> [Work instruction 1] According to the article on cancer patient experience, which Trust performed best on cancer patient experience for the second year in a row?
> [Work instruction 2] Retype the passage of the article on cancer patient experience from "The league table" to "life, says Macmillan.".

Nine of London's NHS Trusts are at the bottom of a league table measuring cancer patient experience across England, according to new data released by charity Macmillan Cancer Support.

Following on from the Department of Health's release of the National Cancer Patient Experience Survey last month, Macmillan has published a league table which reveals that Imperial College Healthcare NHS Trust is the poorest-performing Trust on cancer patient experience for the second year running.

The best-performing Trust, also for the second year, is Harrogate and District NHS Foundation Trust.

The league table compares the performance of hospitals across England based on measures of patients' experiences while being treated in hospital, such as: - whether their diagnosis and treatment options were explained clearly to them; - whether they felt supported in their care; and - whether they felt they were treated with respect.

Patient experience is as vital as treatment to a cancer patient's quality of life, says Macmillan.

"Though many hospitals have made an improvement, far too many cancer patients are being let down by hospitals failing to provide an adequate level of care. Patient experience and non-clinical needs must be given as much priority as medical activities," said Ciaran Devine, chief executive of Macmillan Cancer Support.

"Patient experience is one of the government's five key measures for success in the NHS, so Trusts need to take heed and work with Macmillan and others to urgently improve the care they offer cancer patients," he said.

"Imperial, while still at the bottom of the table, is committed to addressing the problem and working well with Macmillan and cancer patients. But these things take time, and won't happen if they do not have sustained, top-level commitment," Mr Devine added.

Imperial College Healthcare NHS trust scored particularly badly on areas such as whether outpatients were seen early or within 30 minutes of appointments - at 54% compared with a national average of 70%. Also, patients' ease of access to their clinical nurse specialists at the Trust had gone down from 66% in 2010 to 60% last year. However, last year 76% of patients at the Trust had their first appointment with a hospital doctor as soon as they thought was necessary, compared with 70% in 2010.

Harrogate and District NHS Foundation Trust scored highly on giving patients easy-to-understand written information about tests, at 98% compared with a national average of 86%. The Trust also showed an improvement in ward nurses answering nearly all questions patients asked, at 84% compared with 73% the year before.

The most improved Trust is Portsmouth Hospitals NHS Trust, says Macmillan, which also notes that nine out of 10 of the bottom Trusts are in London, while eight of the top-performing Trusts are in the North of England.  

The research also shows that breast cancer patients in England have the best patient experience, while sarcoma patients continue to have the poorest.

"Hospitals are constantly having to hit targets around cleanliness and safety but not for how you treat a person - this needs to change," said Professor Jane Maher, chief medical officer at Macmillan Cancer Support.

"It is absolutely vital that patient experience is prioritised as it can make such a real difference to how patients recover from gruelling cancer treatment,” she stressed.

Other areas for concern highlighted in the survey were whether patients were given enough support from health and social services when they left hospital, and whether they were given the right emotion support or told about financial information. 

The Macmillan survey does not cover the medical treatments patients received, such as standards of chemotherapy or surgery.

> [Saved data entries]
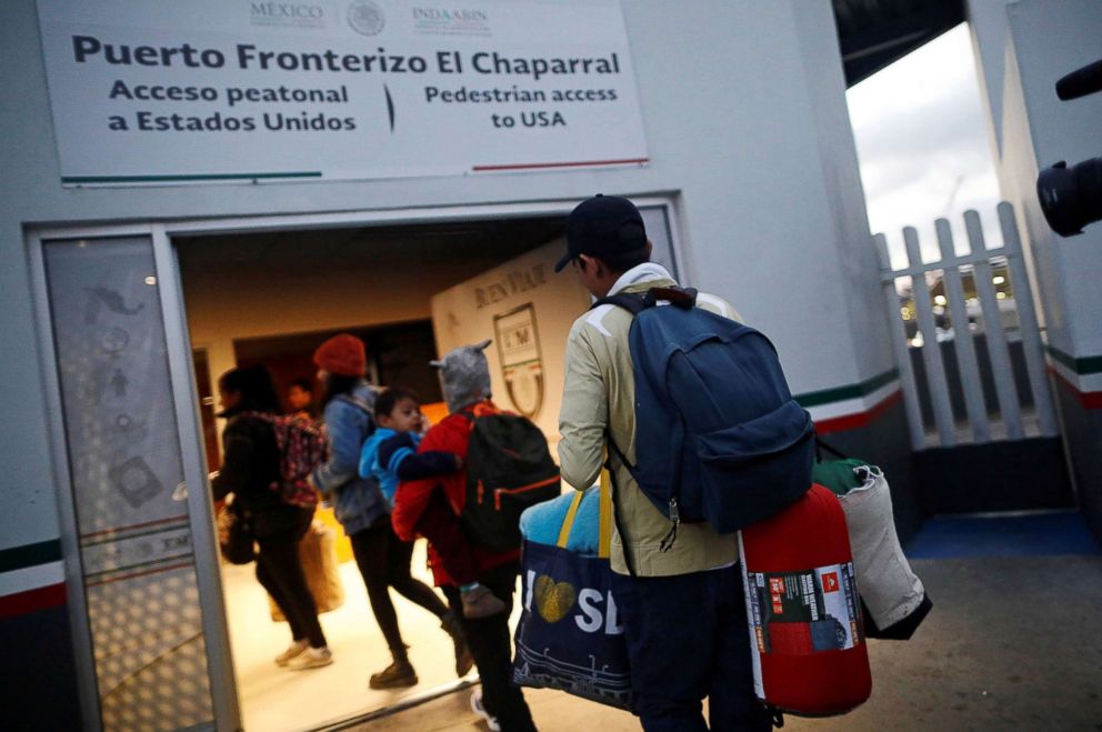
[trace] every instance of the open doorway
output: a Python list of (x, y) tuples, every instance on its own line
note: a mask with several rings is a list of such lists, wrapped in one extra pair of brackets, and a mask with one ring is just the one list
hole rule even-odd
[[(563, 235), (562, 215), (410, 225), (302, 229), (173, 238), (191, 342), (211, 382), (263, 363), (280, 393), (313, 377), (313, 350), (349, 331), (368, 345), (369, 374), (440, 399), (428, 361), (437, 355), (430, 299)], [(197, 363), (199, 361), (197, 360)], [(198, 374), (202, 383), (206, 374)], [(317, 392), (315, 392), (317, 393)], [(207, 393), (196, 394), (202, 402)], [(217, 428), (220, 431), (221, 424)], [(217, 451), (208, 447), (209, 462)], [(331, 512), (318, 518), (339, 530)], [(230, 644), (246, 729), (305, 730), (453, 688), (452, 648), (438, 619), (392, 593), (419, 683), (372, 691), (368, 676), (390, 662), (347, 539), (338, 540), (343, 604), (321, 615), (335, 663), (293, 672), (273, 658), (289, 632), (272, 620), (253, 565), (222, 566)], [(423, 541), (414, 576), (431, 585)]]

> [Response 1] Harrogate and District NHS Foundation Trust.

> [Response 2]
The league table compares the performance of hospitals across England based on measures of patients' experiences while being treated in hospital, such as: - whether their diagnosis and treatment options were explained clearly to them; - whether they felt supported in their care; and - whether they felt they were treated with respect.

Patient experience is as vital as treatment to a cancer patient's quality of life, says Macmillan.